Reproduce exactly, with no other output, every line of the data below from the line containing "Class, indicate each instance of the white cloud" to the end, inclusive.

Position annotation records
○ ○ ○

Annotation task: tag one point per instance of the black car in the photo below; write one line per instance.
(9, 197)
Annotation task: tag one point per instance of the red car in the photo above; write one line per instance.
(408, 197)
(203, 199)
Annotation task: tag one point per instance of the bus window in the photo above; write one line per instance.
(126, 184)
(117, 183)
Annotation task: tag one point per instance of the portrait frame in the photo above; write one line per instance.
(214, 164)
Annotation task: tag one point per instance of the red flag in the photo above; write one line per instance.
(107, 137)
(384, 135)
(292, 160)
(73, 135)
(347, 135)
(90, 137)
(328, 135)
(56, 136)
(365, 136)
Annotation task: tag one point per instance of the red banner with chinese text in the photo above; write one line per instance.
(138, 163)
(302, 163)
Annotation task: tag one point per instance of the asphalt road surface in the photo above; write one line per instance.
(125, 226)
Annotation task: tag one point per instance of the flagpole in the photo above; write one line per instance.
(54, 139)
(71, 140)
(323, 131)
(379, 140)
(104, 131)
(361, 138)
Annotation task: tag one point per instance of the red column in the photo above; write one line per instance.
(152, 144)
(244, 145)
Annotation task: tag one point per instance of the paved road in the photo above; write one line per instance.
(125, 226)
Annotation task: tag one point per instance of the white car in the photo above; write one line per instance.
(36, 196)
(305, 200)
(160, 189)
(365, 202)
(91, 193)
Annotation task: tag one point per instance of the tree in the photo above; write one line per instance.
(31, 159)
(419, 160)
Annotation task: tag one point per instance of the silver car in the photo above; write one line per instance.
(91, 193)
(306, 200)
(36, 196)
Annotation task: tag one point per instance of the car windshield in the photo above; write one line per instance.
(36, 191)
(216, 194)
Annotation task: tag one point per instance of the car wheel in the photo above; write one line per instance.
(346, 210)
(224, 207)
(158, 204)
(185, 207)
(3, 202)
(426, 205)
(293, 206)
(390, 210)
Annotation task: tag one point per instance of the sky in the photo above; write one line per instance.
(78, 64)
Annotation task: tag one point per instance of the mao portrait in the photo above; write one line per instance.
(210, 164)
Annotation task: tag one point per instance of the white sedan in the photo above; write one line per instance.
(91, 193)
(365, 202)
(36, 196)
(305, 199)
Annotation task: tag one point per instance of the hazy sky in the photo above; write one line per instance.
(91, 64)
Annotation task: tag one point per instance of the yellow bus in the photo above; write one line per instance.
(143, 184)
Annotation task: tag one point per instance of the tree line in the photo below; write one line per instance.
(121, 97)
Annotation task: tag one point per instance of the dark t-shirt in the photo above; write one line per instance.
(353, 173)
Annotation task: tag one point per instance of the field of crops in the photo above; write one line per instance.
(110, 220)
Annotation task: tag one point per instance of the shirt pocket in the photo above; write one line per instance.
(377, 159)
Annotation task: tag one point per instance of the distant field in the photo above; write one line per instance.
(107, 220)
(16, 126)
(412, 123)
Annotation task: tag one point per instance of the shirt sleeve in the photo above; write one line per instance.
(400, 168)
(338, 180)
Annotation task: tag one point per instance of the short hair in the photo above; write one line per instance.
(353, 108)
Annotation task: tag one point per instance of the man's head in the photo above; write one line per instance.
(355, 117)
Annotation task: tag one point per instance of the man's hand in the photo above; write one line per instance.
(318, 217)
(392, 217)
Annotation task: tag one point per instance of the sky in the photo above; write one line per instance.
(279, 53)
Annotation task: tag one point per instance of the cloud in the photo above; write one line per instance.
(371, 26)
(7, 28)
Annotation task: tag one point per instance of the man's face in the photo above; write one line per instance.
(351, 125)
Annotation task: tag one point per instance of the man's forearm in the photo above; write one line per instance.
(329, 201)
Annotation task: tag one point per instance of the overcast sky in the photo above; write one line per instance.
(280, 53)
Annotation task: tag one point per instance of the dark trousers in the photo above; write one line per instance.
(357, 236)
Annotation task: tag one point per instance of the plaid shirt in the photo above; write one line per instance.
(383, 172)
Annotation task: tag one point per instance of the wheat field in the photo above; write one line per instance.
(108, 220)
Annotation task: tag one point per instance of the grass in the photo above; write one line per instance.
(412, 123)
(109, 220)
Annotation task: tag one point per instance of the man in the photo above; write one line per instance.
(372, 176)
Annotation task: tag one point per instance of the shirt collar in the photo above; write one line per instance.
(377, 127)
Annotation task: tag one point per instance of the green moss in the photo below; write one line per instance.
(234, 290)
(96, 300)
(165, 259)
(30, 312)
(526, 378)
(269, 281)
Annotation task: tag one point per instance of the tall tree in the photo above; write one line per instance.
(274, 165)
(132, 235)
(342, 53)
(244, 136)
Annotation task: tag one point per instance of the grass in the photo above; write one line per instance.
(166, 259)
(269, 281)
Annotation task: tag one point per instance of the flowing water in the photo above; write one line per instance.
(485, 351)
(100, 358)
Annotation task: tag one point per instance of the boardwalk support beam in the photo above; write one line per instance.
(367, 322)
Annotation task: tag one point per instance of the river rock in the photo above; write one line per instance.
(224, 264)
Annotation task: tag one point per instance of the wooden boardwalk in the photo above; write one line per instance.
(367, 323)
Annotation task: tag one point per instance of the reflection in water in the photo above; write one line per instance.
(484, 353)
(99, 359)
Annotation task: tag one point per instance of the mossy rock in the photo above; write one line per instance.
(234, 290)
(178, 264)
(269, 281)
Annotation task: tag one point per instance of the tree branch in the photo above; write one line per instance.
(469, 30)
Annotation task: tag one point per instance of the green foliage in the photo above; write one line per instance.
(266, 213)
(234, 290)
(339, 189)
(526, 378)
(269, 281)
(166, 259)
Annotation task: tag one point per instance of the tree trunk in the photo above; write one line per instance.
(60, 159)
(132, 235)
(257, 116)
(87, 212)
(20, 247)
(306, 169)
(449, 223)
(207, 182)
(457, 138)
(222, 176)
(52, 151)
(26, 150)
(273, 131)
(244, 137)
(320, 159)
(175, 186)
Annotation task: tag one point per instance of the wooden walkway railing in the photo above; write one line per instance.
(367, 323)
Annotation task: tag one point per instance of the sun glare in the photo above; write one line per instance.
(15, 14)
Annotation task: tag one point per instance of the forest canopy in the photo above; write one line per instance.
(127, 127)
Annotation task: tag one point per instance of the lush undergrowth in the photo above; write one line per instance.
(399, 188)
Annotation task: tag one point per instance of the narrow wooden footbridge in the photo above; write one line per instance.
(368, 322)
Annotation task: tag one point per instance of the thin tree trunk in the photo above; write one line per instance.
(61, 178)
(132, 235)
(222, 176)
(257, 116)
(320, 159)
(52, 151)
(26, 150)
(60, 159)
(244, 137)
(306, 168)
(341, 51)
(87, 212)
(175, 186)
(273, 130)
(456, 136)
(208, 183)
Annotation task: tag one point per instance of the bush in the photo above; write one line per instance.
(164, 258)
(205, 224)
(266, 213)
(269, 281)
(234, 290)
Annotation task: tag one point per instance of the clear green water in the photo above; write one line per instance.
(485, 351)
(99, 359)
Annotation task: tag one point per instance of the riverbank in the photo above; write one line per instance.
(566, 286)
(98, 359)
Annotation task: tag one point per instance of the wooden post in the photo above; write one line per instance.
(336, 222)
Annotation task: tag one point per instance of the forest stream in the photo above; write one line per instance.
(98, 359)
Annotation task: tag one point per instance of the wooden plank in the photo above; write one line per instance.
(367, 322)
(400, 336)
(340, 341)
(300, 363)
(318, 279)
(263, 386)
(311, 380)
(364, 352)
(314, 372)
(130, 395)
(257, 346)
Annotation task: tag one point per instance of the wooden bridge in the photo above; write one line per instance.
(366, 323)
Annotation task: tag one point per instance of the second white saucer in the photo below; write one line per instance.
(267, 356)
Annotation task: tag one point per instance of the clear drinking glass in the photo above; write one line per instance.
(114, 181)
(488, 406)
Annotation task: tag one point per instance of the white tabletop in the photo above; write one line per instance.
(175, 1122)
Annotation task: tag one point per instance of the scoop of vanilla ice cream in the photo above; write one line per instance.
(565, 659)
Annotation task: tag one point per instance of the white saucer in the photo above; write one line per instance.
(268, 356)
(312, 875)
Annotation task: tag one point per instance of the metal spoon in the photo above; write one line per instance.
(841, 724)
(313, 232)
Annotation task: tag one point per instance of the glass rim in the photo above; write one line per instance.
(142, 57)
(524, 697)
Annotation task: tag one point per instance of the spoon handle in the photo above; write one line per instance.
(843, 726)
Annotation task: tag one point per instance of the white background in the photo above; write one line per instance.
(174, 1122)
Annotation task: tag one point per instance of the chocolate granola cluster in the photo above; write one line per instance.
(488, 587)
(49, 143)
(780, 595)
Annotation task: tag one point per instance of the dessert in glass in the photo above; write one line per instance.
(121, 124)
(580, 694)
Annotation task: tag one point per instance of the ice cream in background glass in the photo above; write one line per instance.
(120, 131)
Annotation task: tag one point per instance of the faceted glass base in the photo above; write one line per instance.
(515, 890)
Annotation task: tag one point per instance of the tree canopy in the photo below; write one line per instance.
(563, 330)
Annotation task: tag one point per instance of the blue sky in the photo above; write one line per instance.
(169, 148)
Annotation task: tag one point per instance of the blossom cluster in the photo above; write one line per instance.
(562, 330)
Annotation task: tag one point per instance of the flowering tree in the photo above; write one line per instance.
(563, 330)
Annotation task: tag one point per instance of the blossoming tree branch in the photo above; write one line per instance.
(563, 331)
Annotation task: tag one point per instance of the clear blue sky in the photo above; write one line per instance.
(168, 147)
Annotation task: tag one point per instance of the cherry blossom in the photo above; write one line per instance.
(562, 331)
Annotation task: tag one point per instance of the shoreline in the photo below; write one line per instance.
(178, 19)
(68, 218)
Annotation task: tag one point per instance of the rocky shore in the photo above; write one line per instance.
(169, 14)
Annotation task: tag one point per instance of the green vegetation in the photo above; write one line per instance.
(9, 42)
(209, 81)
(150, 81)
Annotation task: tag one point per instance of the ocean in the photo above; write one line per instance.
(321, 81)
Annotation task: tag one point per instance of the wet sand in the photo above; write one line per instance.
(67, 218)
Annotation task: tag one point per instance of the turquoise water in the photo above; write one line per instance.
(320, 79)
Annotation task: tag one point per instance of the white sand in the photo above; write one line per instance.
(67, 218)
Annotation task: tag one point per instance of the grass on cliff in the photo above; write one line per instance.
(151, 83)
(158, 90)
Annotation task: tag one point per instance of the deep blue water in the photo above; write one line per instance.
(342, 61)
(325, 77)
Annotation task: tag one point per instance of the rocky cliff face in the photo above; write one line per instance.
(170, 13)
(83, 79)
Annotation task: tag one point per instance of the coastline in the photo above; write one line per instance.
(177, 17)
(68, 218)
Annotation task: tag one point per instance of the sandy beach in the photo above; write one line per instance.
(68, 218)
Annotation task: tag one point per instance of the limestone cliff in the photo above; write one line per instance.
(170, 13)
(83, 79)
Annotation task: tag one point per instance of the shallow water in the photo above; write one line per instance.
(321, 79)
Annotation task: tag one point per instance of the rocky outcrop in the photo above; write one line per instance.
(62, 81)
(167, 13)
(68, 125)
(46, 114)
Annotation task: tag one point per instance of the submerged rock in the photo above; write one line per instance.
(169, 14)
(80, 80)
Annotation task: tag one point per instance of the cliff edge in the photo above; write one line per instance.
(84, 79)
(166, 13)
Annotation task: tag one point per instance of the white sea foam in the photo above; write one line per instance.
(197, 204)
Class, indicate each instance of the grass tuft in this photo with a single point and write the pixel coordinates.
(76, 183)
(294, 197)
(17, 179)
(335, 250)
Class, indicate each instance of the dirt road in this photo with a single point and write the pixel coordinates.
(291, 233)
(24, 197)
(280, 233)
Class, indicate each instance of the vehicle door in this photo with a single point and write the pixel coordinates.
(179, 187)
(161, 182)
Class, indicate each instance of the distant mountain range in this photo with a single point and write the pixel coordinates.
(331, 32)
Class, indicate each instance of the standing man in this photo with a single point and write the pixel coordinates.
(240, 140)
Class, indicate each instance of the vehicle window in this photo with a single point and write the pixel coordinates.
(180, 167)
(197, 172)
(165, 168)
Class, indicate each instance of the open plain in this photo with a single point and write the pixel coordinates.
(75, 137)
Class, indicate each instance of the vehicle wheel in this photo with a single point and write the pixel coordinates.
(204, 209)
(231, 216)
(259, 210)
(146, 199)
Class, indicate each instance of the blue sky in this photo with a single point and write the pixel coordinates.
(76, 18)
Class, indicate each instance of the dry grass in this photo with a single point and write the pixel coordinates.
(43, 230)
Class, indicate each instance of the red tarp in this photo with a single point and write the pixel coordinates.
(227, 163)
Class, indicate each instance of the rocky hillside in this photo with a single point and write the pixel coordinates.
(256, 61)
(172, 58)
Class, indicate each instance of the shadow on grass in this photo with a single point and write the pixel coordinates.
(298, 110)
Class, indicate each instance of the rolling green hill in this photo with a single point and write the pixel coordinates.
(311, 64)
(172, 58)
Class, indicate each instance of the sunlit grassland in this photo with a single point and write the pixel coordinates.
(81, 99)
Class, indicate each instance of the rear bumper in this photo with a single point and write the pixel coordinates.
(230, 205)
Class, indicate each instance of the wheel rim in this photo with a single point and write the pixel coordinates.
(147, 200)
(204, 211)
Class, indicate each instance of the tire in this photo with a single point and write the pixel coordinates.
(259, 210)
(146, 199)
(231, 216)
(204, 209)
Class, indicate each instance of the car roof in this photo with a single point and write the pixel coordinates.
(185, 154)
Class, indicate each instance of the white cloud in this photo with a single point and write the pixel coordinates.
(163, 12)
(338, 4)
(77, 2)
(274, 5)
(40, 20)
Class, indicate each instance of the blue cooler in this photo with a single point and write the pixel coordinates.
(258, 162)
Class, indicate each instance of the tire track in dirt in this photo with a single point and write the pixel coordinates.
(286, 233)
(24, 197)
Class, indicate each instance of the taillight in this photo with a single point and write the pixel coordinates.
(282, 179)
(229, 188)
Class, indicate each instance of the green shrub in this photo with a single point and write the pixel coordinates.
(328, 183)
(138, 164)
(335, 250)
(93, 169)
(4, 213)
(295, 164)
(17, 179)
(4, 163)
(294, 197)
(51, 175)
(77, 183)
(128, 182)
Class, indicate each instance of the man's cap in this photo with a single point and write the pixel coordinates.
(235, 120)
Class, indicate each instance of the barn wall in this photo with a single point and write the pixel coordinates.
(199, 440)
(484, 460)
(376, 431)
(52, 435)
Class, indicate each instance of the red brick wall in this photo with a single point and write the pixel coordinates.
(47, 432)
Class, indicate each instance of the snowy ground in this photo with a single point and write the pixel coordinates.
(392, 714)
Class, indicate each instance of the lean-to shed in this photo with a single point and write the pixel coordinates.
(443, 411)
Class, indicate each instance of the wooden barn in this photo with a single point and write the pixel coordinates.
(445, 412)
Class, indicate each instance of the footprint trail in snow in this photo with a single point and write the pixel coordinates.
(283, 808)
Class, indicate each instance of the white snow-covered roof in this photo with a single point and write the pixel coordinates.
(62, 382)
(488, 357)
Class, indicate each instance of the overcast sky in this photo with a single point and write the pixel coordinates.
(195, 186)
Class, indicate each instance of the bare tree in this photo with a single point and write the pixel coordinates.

○ ○ ○

-- CORRECT ANSWER --
Class, indicate each instance of the white cloud in this photo with a single point and write the pixel coordinates.
(163, 12)
(338, 4)
(77, 2)
(274, 5)
(40, 20)
Class, indicate each instance of the blue cooler in this photo with a single point and write the pixel coordinates.
(258, 162)
Class, indicate each instance of the tire track in dirt in this photo with a single point and write the pixel coordinates.
(286, 233)
(24, 197)
Class, indicate each instance of the taillight in this photo with a single point and write the pixel coordinates.
(282, 179)
(229, 188)
Class, indicate each instance of the green shrub in this photo with a single point and write the pixel coordinates.
(328, 183)
(138, 164)
(335, 250)
(93, 169)
(4, 213)
(295, 164)
(17, 179)
(4, 163)
(294, 197)
(51, 175)
(77, 183)
(128, 182)
Class, indicate each instance of the man's cap in this photo with a single point and write the pixel coordinates.
(235, 120)
Class, indicate each instance of the barn wall in this photo with a single point and write the pixel coordinates.
(199, 440)
(484, 460)
(376, 431)
(52, 435)
Class, indicate each instance of the red brick wall in this photo with a single point and write the pixel coordinates.
(47, 432)
Class, indicate each instance of the snowy ground in this photo with a single point and write the pixel coordinates.
(392, 714)
Class, indicate each instance of the lean-to shed in this photo with a single point and write the pixel coordinates.
(443, 411)
Class, indicate each instance of the wooden barn in this photo with a single point and write the pixel coordinates.
(445, 412)
Class, indicate each instance of the footprint trail in snow in this photo with a single point and write the pixel coordinates.
(283, 808)
Class, indicate each instance of the white snow-covered roof in this photo with a single point and write the pixel coordinates.
(62, 382)
(488, 357)
Class, indicate each instance of the overcast sky in this photo with a single point and write the pixel coordinates.
(195, 186)
Class, indicate each instance of the bare tree in this photo with a single point and write the pixel coordinates.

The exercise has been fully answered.